§ Source extract
========================================================================

# Paint stripper



## Electric_Andy (12 May 2020)

Seeking some advice please. I have an old bathroom window which is double glazed but wood. The surround is also wood. It's appears to have been glossed white, and then painted with black over the top. I want to take it back to bare wood and varnish it (rest of the bathroom has a woody vibe going on). Sanding is proving extremely slow. I soaked it with cotton wool and rubbing alcohol but I could only do the level stuff, as it runs off the uprights and tops. Then I took to it with a drill and wire wheel, which got the worst of the black off, but the white underneath (I'm guessing gloss) is very hardy and isn't coming off. I only have a belt sander which is too big to get in anywhere.

So, should I get paint stripper? Or can I mix the alcohol with something to make a paste so it would stay on and soak for a few hours?

I don't care about damaging the wood becasue I hope to replace the old window in a couple years with modern double-glazed. I just want a quick solution as my wrists, fingers and back are knackered and I'm about to start seeping ibuprofen out my ears!

TIA


----------



## PK99 (12 May 2020)

https://www.decoratingwarehouse.co.uk/nitromors-all-purpose-paint-and-varnish-remover

Gloves, eye protection and good ventilation essential.


----------



## Electric_Andy (12 May 2020)

Thanks. So I guess this does the job? I've bought other products before (not paint stripper) and they only seem to work for some people some of the time. I have gloves and googles. I can't get a respirator or mask because everywhere is out of stock (surprise) but I can keep all the windows open


----------



## si_c (12 May 2020)

Best way is with a heat gun, melts the paint right off and then you can just scrape it off and finish it with a sander.

Edit: I think Aldi may have some for sale from Thursday for a tenner...


----------



## Chromatic (12 May 2020)

si_c said:


> Best way is with a heat gun, melts the paint right off and then you can just scrape it off and finish it with a sander.
> 
> Edit: I think Aldi may have some for sale from Thursday for a tenner...



This.
Watch you don't crack the glass with the heat though, use the shield that should come with the gun.


----------

========================================================================

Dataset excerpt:
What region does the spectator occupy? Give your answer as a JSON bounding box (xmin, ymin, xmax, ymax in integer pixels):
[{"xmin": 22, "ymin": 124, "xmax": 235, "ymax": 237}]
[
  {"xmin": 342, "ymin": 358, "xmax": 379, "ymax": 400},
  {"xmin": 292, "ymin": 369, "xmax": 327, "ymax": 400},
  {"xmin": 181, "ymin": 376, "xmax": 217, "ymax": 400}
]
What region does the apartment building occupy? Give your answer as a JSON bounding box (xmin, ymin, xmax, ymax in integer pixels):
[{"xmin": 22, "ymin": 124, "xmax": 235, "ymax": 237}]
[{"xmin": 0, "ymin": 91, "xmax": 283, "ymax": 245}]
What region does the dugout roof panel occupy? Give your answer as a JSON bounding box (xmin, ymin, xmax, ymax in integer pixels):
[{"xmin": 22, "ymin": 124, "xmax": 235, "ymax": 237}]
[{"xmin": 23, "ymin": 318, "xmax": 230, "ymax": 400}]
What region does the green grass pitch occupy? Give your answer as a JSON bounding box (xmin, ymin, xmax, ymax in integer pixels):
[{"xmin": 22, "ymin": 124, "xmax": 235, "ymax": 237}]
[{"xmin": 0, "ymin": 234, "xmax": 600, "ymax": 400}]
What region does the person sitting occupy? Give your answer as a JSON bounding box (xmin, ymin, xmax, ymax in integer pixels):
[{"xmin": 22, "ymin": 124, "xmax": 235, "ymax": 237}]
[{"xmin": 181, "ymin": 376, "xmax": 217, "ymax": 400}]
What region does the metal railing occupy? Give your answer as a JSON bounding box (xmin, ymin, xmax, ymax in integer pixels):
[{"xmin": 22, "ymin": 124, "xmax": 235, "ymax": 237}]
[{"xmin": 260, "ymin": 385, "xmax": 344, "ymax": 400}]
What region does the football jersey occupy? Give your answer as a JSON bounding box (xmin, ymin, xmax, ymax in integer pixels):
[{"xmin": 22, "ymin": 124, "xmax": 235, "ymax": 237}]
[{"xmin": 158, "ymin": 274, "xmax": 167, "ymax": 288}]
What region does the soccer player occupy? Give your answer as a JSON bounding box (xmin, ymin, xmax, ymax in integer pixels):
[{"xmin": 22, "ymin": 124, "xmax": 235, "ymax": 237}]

========================================================================

§ Stated problem 1
In the paint stripper thread, what does PK99 say is essential?
§ Stated problem 2
List every method Electric_Andy says he has already tried for removing the paint in the paint stripper thread.
§ Stated problem 3
Using the paint stripper thread, decide whether each statement agrees with it: (a) The bathroom window is made of wood. (b) Electric_Andy was able to get a respirator. (c) Chromatic warns that the heat could crack the glass.

§ Exercise result 1
Gloves, eye protection and good ventilation.

§ Exercise result 2
Sanding; soaking it with cotton wool and rubbing alcohol; using a drill and wire wheel.

§ Exercise result 3
(a) Yes: "I have an old bathroom window which is double glazed but wood."
(b) No: "I can't get a respirator or mask because everywhere is out of stock"
(c) Yes: "Watch you don't crack the glass with the heat though"